### YOUR TASK
Search the records below for the word "light". Copy each line where it occurs.

(Stored records)
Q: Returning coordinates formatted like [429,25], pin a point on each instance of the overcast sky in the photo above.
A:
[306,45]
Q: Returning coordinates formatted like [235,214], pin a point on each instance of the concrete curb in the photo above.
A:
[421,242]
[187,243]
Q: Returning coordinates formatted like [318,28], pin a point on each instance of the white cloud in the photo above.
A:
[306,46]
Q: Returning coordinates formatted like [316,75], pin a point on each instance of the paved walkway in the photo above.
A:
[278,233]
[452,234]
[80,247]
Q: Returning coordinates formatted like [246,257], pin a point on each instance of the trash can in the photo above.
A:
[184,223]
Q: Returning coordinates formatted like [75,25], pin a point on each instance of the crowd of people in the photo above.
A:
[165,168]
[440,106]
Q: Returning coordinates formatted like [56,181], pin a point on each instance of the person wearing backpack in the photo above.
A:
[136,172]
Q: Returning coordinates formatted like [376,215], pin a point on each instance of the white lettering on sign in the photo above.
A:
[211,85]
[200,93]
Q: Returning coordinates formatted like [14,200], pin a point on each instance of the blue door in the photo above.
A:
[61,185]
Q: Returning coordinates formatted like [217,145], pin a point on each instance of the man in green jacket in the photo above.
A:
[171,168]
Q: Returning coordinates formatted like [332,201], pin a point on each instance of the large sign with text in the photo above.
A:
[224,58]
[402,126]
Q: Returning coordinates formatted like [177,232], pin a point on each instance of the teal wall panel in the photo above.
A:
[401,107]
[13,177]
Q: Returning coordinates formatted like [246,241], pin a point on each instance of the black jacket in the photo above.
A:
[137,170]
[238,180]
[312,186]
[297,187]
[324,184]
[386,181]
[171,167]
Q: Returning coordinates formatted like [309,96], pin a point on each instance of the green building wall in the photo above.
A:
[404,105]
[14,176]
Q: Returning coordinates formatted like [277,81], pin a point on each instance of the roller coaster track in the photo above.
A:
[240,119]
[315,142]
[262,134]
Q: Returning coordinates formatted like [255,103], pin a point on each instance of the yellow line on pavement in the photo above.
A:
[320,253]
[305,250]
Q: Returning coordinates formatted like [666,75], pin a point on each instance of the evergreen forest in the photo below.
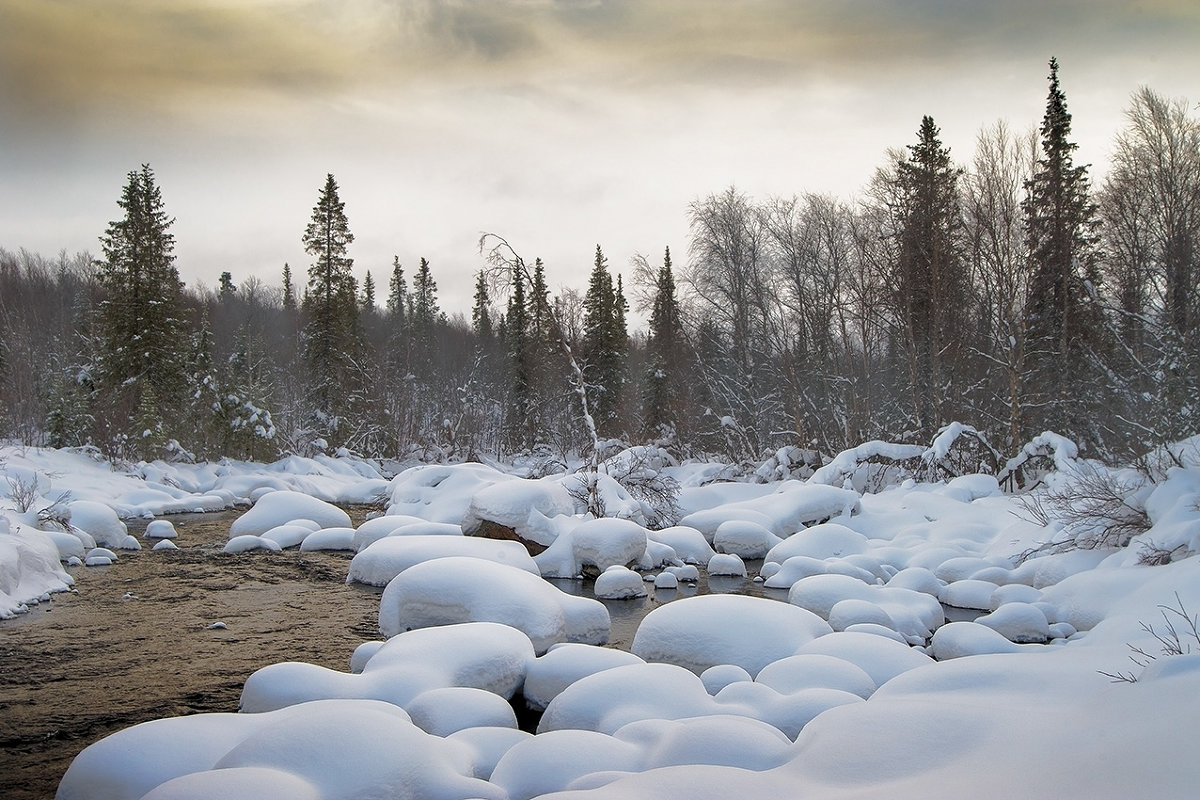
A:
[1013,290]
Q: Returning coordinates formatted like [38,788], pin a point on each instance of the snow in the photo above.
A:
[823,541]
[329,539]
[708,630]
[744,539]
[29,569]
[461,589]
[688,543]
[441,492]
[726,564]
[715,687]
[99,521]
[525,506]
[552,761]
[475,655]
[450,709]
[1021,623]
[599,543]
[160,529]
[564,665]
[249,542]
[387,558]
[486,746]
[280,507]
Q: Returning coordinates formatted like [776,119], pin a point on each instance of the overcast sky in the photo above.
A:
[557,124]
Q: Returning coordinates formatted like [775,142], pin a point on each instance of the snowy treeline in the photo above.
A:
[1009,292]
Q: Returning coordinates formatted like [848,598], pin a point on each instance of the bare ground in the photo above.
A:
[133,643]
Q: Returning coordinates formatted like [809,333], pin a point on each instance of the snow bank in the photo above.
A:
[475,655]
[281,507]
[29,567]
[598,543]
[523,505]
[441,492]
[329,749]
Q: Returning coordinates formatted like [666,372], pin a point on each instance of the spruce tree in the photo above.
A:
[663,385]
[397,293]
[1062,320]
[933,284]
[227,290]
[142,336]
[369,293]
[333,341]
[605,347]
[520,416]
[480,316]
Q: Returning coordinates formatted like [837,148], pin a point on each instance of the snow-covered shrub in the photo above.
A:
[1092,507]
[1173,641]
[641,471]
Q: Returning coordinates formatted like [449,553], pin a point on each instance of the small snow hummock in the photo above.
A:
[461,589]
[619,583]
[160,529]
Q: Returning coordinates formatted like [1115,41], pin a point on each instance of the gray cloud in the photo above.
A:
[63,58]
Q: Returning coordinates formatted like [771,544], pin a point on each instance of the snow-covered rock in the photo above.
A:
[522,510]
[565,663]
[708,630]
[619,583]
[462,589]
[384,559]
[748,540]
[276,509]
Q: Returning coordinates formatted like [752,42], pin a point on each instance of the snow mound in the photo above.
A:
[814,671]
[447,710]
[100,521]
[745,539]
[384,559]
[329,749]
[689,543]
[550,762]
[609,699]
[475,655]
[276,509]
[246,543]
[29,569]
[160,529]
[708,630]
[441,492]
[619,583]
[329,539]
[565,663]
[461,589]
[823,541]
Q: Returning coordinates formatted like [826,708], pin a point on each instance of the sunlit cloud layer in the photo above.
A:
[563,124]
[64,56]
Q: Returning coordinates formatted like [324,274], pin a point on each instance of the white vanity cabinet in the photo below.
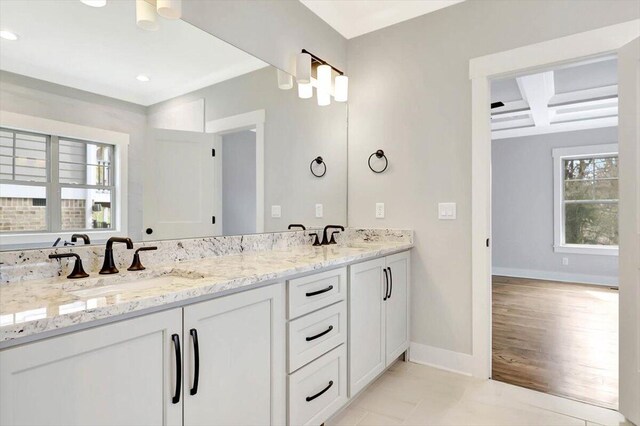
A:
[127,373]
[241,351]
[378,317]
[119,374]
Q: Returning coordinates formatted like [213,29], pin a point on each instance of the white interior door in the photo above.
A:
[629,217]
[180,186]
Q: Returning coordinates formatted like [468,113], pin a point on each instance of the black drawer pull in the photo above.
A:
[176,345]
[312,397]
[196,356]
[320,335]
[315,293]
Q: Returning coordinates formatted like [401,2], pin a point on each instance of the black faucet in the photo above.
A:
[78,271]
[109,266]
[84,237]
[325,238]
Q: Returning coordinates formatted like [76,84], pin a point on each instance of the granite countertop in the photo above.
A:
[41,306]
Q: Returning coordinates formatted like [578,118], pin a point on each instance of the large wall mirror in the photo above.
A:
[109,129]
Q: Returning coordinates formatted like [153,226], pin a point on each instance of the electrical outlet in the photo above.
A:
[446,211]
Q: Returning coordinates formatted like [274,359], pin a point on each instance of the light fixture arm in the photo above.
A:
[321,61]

...

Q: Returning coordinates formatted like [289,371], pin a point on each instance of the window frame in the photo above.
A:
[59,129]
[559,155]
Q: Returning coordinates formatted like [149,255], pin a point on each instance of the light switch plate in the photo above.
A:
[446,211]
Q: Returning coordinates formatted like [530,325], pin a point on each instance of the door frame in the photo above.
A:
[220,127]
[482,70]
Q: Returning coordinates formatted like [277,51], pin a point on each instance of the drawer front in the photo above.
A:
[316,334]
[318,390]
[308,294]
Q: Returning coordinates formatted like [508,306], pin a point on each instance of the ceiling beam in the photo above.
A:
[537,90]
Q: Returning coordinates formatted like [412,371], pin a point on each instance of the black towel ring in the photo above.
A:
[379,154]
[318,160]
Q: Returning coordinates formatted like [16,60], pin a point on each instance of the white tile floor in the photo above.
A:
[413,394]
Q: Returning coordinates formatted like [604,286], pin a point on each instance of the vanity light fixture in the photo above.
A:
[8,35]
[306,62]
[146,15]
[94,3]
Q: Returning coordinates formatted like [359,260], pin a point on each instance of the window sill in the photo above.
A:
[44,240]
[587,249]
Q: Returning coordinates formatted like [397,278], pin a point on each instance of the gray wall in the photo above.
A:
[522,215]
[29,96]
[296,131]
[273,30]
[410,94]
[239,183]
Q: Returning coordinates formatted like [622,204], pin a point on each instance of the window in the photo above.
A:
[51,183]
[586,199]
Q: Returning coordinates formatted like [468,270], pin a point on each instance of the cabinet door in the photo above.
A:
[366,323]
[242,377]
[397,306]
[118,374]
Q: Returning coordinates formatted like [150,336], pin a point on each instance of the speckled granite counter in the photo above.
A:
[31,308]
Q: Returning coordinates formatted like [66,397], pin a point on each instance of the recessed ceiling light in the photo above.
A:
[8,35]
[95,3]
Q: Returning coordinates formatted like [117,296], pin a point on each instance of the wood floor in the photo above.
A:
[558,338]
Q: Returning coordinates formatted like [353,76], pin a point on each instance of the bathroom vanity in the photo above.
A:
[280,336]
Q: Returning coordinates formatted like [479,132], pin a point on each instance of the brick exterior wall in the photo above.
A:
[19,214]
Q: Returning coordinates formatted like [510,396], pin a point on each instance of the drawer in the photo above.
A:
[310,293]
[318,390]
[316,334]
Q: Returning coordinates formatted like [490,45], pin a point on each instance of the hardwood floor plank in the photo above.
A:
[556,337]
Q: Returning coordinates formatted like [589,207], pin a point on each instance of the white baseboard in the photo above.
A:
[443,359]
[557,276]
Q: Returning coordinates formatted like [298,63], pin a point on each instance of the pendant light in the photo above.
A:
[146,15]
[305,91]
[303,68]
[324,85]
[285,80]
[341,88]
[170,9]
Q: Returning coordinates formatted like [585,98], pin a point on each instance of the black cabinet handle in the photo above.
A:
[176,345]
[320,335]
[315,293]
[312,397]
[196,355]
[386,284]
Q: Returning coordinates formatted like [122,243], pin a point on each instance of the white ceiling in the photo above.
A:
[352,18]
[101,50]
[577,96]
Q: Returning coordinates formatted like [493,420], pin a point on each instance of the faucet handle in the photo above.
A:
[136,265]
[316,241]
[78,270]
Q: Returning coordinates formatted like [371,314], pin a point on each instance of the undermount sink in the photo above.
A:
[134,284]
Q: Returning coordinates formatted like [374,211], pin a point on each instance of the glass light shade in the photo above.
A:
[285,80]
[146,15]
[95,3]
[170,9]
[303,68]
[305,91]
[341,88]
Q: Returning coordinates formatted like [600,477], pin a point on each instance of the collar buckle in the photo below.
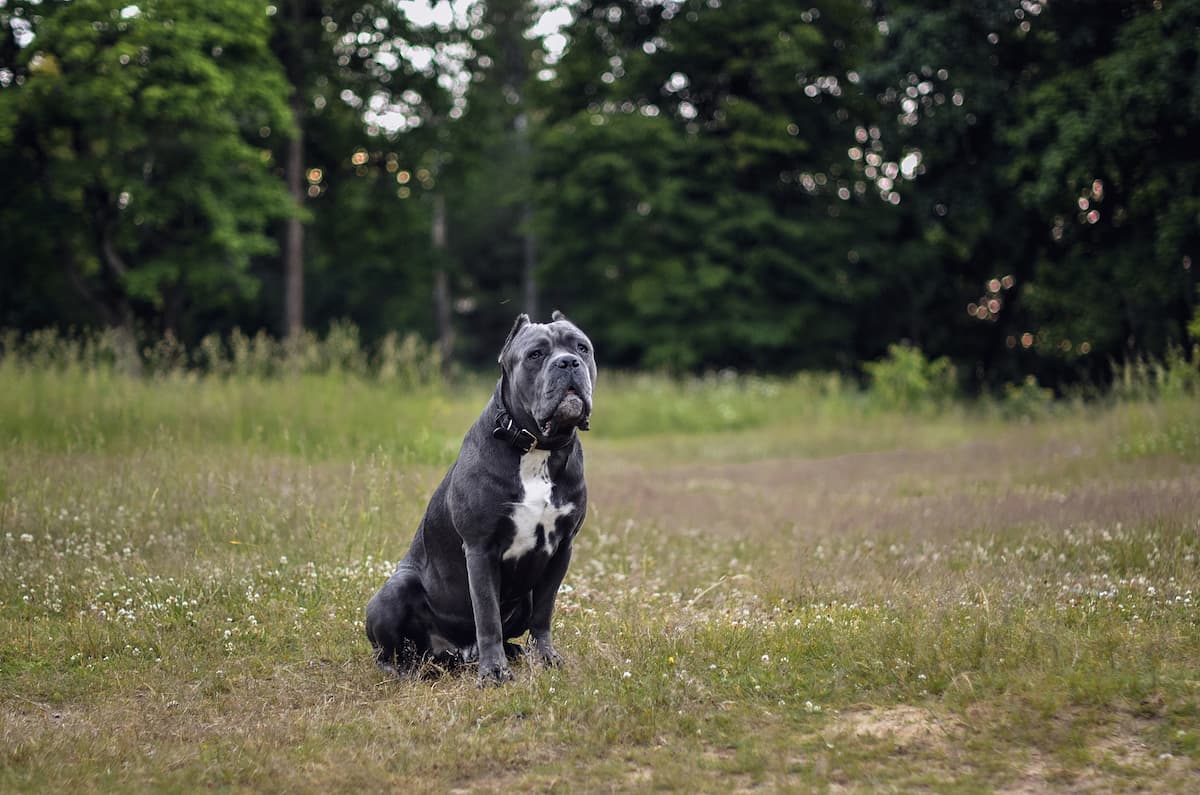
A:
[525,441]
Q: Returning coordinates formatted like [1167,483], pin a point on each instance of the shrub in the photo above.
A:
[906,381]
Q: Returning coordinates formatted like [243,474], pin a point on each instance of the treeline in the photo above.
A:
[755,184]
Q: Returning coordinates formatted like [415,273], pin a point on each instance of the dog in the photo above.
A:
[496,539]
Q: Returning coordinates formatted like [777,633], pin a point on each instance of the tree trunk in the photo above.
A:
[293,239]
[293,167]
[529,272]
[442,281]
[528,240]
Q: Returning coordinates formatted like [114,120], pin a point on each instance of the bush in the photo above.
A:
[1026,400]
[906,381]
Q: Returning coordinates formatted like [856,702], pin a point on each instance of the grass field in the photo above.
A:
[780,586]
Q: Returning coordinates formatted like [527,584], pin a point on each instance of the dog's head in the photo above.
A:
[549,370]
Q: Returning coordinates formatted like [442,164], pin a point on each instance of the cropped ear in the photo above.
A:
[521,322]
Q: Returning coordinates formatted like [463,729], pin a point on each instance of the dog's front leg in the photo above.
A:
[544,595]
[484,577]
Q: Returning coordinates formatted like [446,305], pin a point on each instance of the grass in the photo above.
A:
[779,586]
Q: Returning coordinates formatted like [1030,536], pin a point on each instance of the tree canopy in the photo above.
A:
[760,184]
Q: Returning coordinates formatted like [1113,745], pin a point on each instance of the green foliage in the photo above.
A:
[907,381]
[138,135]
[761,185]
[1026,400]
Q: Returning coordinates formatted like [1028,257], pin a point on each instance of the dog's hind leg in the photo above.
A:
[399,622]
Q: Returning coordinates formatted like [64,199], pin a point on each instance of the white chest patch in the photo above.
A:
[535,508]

### EXPECTED OUTPUT
Q: Returning coordinates formatted like [274,359], pin a point on each instance of the light fixture arm in the photo above.
Q: Returning coordinates formatted like [149,255], pin a point on each instance of the light switch plate in the photo above.
Q: Returning coordinates formatted like [604,286], pin a point on each instance of the vanity light fixture in the photo above.
Q: Returning coordinates formatted like [66,397], pin a point on each instance of the recessed ceiling light in the photo above.
Q: Returning coordinates formatted like [298,63], pin a point on each instance of the pendant light in the photo above.
Q: Returning coordinates formatted like [374,211], pin a point on each instance of the glass light shade in the photo above.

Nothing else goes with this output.